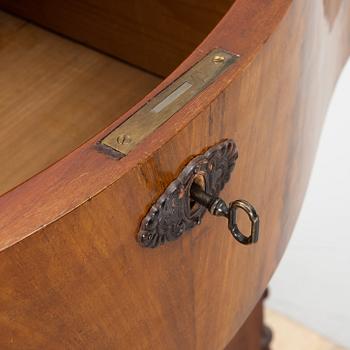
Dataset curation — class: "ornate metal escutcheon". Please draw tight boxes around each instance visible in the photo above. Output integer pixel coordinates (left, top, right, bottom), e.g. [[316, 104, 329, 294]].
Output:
[[138, 140, 259, 248]]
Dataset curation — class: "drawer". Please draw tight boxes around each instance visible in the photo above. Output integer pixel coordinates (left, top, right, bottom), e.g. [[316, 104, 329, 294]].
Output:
[[0, 0, 350, 350]]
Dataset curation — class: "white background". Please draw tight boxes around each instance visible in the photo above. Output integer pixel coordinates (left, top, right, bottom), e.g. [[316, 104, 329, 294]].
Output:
[[268, 61, 350, 349]]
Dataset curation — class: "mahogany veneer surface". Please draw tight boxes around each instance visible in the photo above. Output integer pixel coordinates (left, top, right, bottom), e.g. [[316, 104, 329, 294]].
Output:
[[0, 0, 350, 350], [0, 11, 160, 195]]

### [What you should do]
State how many lines of the records above contain the string "Dataset", matching case, and reply with that count alone.

### [Task output]
4